● **WHAT THIS EXERCISE ASKS**:
1. Repeat the mini cheeseburger recipe word for word, everything from "1 Line a baking" down to "until golden brown.".
2. Say whether each statement agrees with the mini cheeseburger recipe. Answer yes or no and quote the words from the recipe that settle it. (a) Each package of bread dough is cut into 8 pieces. (b) The buns bake in a 350-degree oven. (c) The burgers are made with ground turkey.

● **SOURCE TEXT**:
===
Pasadena Star News/December 6, 2005

Mini Cheeseburgers

Servings Preparation Time Cooking Time Calories Saturated Fat Fat Sodium Carbohydrates Protein Cholesterol
24 each


INGREDIENTS:
BUNS: 2 (11-ounce) packages refrigerated crusty French bread dough 1 large egg yolk plus 1 tablespoon water, lightly beaten, for egg wash 2 tablespoons sesame seeds
BURGERS: 2 to 3 tablespoons olive oil, for pan searing 2 tablespoons steak sauce 2 large egg yolks, lightly beaten
1-1/2 tablespoons steak seasoning 1-1/2 pounds ground beef sirloin 6 slices sharp cheddar cheese, cut into 4 equal squares
Special Sauce (recipe follows) 4 small plum tomatoes, thinly sliced green leaf lettuce, torn to fit burgers



1 Line a baking sheet with parchment paper and set aside. For buns, cut each package of bread dough into 12 equal pieces and roll each piece into a ball about the size of a gold ball. The elasticity of the dough makes it a bit of a struggle to keep it round. Place dough rounds on prepared pan and brush with egg wash and sprinkle with sesame seeds. Bake in center of a preheated 350-degree oven 22 to 24 minutes, until golden brown.
===
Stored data
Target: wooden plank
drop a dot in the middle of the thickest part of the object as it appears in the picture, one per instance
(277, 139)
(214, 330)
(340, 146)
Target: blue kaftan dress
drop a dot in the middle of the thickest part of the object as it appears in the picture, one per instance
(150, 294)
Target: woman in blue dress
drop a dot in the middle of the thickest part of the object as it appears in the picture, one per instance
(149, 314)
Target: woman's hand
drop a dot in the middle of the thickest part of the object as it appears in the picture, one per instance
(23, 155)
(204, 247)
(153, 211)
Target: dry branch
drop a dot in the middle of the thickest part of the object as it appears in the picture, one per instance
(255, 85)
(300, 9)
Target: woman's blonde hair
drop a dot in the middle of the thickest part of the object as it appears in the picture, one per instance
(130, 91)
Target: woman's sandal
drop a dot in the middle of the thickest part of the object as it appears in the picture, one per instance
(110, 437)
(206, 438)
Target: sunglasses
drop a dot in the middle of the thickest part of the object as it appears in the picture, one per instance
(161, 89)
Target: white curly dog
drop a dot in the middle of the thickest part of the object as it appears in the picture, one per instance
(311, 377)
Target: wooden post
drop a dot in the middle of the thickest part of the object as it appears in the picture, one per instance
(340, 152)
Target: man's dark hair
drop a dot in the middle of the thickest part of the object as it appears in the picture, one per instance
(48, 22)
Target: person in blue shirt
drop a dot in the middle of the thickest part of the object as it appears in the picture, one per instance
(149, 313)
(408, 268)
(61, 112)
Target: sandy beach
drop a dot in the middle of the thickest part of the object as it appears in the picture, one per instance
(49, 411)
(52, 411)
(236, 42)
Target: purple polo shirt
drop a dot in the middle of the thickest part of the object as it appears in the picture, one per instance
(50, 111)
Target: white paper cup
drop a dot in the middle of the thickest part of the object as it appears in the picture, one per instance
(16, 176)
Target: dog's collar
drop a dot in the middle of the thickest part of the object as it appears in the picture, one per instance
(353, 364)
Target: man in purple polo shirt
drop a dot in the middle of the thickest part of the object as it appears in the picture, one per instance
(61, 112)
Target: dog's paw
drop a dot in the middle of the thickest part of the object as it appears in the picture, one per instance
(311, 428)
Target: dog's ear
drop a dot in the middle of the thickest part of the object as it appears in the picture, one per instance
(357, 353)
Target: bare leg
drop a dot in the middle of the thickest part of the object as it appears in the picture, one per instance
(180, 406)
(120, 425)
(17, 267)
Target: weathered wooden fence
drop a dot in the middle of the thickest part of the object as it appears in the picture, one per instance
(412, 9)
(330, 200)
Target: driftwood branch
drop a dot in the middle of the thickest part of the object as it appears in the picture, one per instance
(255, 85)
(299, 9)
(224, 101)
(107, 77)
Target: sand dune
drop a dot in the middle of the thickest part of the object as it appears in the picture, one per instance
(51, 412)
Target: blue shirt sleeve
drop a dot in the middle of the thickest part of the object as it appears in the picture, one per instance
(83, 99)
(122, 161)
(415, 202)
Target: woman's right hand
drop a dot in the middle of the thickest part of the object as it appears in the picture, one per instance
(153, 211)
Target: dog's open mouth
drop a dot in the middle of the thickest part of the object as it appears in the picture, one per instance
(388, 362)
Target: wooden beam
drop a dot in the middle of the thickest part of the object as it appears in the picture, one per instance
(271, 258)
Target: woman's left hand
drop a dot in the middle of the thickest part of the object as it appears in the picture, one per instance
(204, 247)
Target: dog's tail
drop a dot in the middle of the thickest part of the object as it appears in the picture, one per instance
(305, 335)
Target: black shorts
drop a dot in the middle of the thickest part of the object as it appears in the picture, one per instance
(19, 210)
===
● **OUTPUTS FOR THE TASKS**:
1.
1 Line a baking sheet with parchment paper and set aside. For buns, cut each package of bread dough into 12 equal pieces and roll each piece into a ball about the size of a gold ball. The elasticity of the dough makes it a bit of a struggle to keep it round. Place dough rounds on prepared pan and brush with egg wash and sprinkle with sesame seeds. Bake in center of a preheated 350-degree oven 22 to 24 minutes, until golden brown.

2.
(a) No: "cut each package of bread dough into 12 equal pieces"
(b) Yes: "Bake in center of a preheated 350-degree oven"
(c) No: "1-1/2 pounds ground beef sirloin"